[Dataset items]
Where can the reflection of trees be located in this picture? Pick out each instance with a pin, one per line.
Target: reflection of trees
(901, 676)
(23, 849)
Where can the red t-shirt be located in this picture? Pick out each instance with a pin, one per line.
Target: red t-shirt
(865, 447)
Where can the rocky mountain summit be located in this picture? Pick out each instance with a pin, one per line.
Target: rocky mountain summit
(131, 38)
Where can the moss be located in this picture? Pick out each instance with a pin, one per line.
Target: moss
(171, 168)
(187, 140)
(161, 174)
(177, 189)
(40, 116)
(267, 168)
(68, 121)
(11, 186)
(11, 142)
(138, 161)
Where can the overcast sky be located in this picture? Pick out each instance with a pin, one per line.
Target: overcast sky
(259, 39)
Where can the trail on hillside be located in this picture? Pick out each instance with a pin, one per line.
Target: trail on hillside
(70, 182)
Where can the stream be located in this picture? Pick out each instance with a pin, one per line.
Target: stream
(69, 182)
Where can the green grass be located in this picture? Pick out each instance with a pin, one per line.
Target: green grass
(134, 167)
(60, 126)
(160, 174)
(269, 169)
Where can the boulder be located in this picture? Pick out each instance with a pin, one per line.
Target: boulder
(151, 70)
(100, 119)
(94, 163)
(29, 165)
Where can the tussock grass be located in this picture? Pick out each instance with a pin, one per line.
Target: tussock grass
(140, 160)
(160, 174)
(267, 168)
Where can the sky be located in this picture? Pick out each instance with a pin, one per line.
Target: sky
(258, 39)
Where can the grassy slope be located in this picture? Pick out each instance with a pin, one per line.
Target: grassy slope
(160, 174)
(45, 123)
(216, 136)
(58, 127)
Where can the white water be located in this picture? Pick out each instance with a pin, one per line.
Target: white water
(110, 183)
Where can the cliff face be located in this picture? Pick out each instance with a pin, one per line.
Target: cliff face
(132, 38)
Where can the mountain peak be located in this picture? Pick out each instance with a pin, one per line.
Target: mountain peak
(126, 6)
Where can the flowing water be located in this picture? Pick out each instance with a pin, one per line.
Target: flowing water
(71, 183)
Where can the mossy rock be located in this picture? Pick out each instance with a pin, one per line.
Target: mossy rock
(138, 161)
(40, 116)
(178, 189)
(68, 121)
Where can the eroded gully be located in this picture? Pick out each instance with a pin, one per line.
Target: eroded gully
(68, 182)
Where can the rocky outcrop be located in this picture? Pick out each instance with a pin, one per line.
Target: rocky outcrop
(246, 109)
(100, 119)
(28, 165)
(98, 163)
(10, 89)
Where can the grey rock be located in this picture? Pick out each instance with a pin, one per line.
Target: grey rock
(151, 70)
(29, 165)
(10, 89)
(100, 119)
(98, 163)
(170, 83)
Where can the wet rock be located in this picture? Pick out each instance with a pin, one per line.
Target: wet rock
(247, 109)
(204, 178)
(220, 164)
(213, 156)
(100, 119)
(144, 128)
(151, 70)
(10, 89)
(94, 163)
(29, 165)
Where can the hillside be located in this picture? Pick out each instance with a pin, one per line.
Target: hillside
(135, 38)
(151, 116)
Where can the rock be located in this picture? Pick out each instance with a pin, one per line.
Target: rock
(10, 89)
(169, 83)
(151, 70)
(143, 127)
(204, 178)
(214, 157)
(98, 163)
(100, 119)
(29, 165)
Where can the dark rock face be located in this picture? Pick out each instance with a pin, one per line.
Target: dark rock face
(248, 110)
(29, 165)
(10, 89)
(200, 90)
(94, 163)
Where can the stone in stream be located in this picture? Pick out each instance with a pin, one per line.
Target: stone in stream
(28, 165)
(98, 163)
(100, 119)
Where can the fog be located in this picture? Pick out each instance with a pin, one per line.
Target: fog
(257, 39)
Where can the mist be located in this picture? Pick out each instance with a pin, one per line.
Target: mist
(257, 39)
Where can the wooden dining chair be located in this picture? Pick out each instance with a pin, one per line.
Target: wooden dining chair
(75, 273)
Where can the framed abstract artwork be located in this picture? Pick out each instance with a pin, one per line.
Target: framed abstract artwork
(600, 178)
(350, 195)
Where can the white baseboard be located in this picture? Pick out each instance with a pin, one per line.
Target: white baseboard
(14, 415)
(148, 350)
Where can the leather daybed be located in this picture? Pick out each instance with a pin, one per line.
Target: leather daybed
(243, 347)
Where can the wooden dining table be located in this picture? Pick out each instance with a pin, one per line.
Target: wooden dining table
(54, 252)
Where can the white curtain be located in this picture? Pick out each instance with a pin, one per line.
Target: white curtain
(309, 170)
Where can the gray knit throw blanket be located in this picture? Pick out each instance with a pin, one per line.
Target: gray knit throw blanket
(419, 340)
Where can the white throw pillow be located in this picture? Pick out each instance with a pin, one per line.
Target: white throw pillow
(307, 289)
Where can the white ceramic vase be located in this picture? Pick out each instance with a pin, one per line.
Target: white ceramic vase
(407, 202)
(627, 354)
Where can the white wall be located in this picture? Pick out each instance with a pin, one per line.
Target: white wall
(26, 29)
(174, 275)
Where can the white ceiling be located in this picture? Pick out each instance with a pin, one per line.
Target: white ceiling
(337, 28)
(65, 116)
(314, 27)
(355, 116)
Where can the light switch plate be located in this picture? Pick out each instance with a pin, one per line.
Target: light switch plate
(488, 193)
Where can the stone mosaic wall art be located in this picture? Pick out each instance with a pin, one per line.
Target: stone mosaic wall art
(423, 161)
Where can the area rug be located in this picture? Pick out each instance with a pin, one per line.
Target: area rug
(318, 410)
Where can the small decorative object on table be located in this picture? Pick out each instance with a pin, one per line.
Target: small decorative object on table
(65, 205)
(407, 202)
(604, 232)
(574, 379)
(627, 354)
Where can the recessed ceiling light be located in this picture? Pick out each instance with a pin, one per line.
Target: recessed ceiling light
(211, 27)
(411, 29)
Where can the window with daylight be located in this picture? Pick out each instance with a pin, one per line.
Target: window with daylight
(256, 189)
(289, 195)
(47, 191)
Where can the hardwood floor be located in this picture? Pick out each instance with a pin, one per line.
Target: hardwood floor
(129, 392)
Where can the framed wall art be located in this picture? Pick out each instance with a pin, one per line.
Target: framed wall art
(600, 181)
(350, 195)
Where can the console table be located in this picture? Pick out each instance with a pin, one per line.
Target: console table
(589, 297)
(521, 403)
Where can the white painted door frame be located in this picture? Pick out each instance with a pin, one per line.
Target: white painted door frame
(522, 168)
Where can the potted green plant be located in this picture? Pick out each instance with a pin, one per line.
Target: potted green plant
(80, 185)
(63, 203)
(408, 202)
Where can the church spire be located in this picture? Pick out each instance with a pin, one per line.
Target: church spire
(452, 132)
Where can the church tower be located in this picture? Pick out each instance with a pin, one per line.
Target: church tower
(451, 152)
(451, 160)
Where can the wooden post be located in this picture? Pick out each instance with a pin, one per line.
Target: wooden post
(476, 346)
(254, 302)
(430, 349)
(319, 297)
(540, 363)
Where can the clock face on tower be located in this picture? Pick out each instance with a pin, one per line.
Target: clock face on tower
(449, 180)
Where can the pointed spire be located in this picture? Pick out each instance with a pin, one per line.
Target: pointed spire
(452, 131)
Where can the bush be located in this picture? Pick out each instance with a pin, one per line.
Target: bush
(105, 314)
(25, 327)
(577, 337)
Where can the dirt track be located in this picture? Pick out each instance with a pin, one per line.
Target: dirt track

**What to work on**. Return every record, word for word.

**Response area**.
Where can the reflection of trees be located in this picture? Pick out each instance with a pin, one per line.
Target: reflection of trees
(901, 676)
(23, 849)
Where can the red t-shirt be located in this picture? Pick out each instance with a pin, one per line.
Target: red t-shirt
(865, 447)
Where can the rocky mountain summit be located in this picture? Pick out each instance with a pin, one per line.
Target: rocky mountain summit
(131, 38)
Where can the moss be located in this picture? Pick out each instance with a pin, one per line.
Target: moss
(171, 168)
(187, 140)
(161, 174)
(177, 189)
(40, 116)
(267, 168)
(68, 121)
(11, 186)
(11, 142)
(138, 161)
Where can the overcast sky be located in this picture? Pick out each instance with a pin, one per line.
Target: overcast sky
(259, 39)
Where can the trail on hillside be located in this picture? Pick out each instance with a pin, one per line.
Target: trail on hillside
(70, 182)
Where can the stream be located in this picture? Pick out each instance with a pin, one per line.
Target: stream
(69, 182)
Where can the green grass be located in this picture? Pick out each instance with a pin, one per line.
Target: green grass
(134, 167)
(60, 126)
(160, 174)
(269, 169)
Where can the boulder be located in this picture? Pick out each instance with a pin, one per line.
Target: boulder
(151, 70)
(100, 119)
(94, 163)
(29, 165)
Where can the tussock grass be located in this picture? Pick out each instance with a pin, one per line.
Target: tussock grass
(140, 160)
(160, 174)
(267, 168)
Where can the sky be located in this picture? Pick out each instance with a pin, one per line.
Target: sky
(258, 39)
Where can the grassy slope be located in this picture? Pick out each instance with a pin, one per line.
Target: grassy slope
(160, 174)
(45, 123)
(216, 136)
(58, 127)
Where can the white water be located in this picture? Pick out each instance with a pin, one per line.
Target: white water
(110, 183)
Where can the cliff face be located in this picture? Pick out each instance with a pin, one per line.
Target: cliff face
(132, 38)
Where can the mountain peak be located in this picture? Pick out each instance with a pin, one per line.
Target: mountain peak
(126, 6)
Where can the flowing water be located in this picture? Pick out each instance with a pin, one per line.
Target: flowing water
(71, 183)
Where can the mossy rock be located in this picture? Pick out each instance with a pin, one per line.
Target: mossy rock
(138, 161)
(40, 116)
(178, 189)
(68, 121)
Where can the eroded gully be located in this picture? Pick out each instance with a pin, one per line.
Target: eroded gully
(68, 182)
Where can the rocky outcrop be located in this picture? Pick out each instance with a pin, one per line.
Target: rocky outcrop
(246, 109)
(100, 119)
(28, 165)
(98, 163)
(10, 89)
Where can the grey rock be located in this picture? Pick out each instance with a pin, one per line.
Target: grey rock
(151, 70)
(29, 165)
(10, 89)
(100, 119)
(98, 163)
(170, 83)
Where can the wet rock be located in this picture? Pick out each instance with a pin, one per line.
Target: wet rock
(247, 109)
(204, 178)
(220, 164)
(213, 156)
(100, 119)
(144, 128)
(151, 70)
(10, 89)
(94, 163)
(29, 165)
Where can the hillside be located in this picture? Pick out each instance with a pin, one per line.
Target: hillside
(135, 38)
(151, 116)
Where can the rock be located in this picture? Pick out each instance with a pin, one per line.
Target: rock
(10, 89)
(169, 83)
(151, 70)
(143, 127)
(204, 178)
(214, 157)
(98, 163)
(100, 119)
(29, 165)
Where can the dark rock face be located in this picture? Pick out each instance with a pin, one per line.
Target: dark rock face
(248, 110)
(29, 165)
(10, 89)
(200, 90)
(94, 163)
Where can the stone in stream be located in this picture? Pick out each instance with a pin, one per line.
Target: stone in stream
(28, 165)
(98, 163)
(100, 119)
Where can the fog be located in this picture? Pick out each instance with a pin, one per line.
Target: fog
(257, 39)
Where can the mist be located in this picture? Pick out each instance with a pin, one per line.
Target: mist
(257, 39)
Where can the wooden dining chair be located in this picture? Pick out each instance with a pin, one per line.
Target: wooden dining chair
(75, 273)
Where can the framed abstract artwork be located in this picture? Pick out each instance with a pin, one per line.
Target: framed abstract artwork
(600, 178)
(350, 195)
Where can the white baseboard be located in this picture? Pick out each instance with a pin, one per line.
Target: white baseboard
(14, 415)
(148, 350)
Where can the leather daybed be located in this picture? Pick out each instance with a pin, one per line.
Target: leather daybed
(243, 347)
Where can the wooden dining table be located in this picture? Pick out each instance with a pin, one per line.
Target: wooden dining table
(54, 252)
Where can the white curtain be located in this picture? Pick out each instance with a pin, one per line.
Target: white curtain
(309, 170)
Where can the gray knit throw blanket be located in this picture? Pick out each instance with a pin, one per line.
Target: gray knit throw blanket
(419, 340)
Where can the white throw pillow be located in this picture? Pick out each instance with a pin, one per line.
Target: white throw pillow
(307, 289)
Where can the white ceramic vase be located in this picture? Pick out each instance with a pin, one per line.
Target: white ceramic vase
(407, 202)
(627, 354)
Where can the white wall be located in this picture? Pick out each instance with a pin, one per line.
Target: white wall
(26, 29)
(174, 275)
Where can the white ceiling be located in this picture? Pick out each instance with a pin, one per line.
Target: white ceiling
(337, 28)
(65, 116)
(314, 27)
(355, 116)
Where can the light switch plate be located in this picture? Pick out each instance with a pin, one per line.
Target: light switch plate
(488, 193)
Where can the stone mosaic wall art be located in this picture? Pick out each instance with a pin, one per line.
Target: stone mosaic wall art
(423, 161)
Where can the area rug be located in this picture? Pick out each instance with a pin, one per line.
Target: area rug
(318, 410)
Where can the small decorative object on table be located in this picture? Pick out each instance with a pin, one per line.
Target: small decorative object on table
(65, 205)
(407, 202)
(604, 232)
(574, 379)
(627, 354)
Where can the recessed ceiling light be located in this picture? Pick out each instance with a pin, one per line.
Target: recessed ceiling light
(211, 27)
(411, 29)
Where can the window with daylight be located in this picture? Pick out each instance with a pin, one per line.
Target: window with daylight
(256, 189)
(289, 195)
(47, 191)
Where can the hardwood floor be located in this picture? Pick out each instance with a pin, one per line.
Target: hardwood floor
(129, 392)
Where can the framed wall art be located in this picture? Pick out each instance with a pin, one per line.
Target: framed wall art
(600, 181)
(350, 195)
Where can the console table be located in this picture? Pick out each instance with a pin, one per line.
Target: console table
(589, 297)
(521, 403)
Where can the white painted door frame be located in this picture? Pick out each instance with a pin, one per line.
Target: white painted door frame
(522, 168)
Where can the potted green plant be located in this picture? Pick out each instance with a pin, one per line.
Target: potted green plant
(80, 185)
(63, 203)
(408, 202)
Where can the church spire be located in this picture? Pick out each instance with a pin, one per line.
Target: church spire
(452, 132)
Where can the church tower be located in this picture? Pick out each instance with a pin, one per line.
Target: church tower
(451, 152)
(451, 160)
Where can the wooden post be located in this picture? Pick out each instance with a pin, one per line.
Target: wooden post
(476, 346)
(254, 302)
(430, 349)
(319, 297)
(540, 363)
Where can the clock face on tower be located in this picture? Pick out each instance with a pin, one per line.
Target: clock face on tower
(449, 180)
Where can the pointed spire be located in this picture? Pick out each instance with a pin, one per line.
Target: pointed spire
(452, 131)
Where can the bush be located in this picture? Pick out each instance with a pin, one per line.
Target: bush
(105, 314)
(25, 327)
(577, 337)
Where can the dirt track be located in this picture? Pick out each instance with a pin, one per line.
Target: dirt track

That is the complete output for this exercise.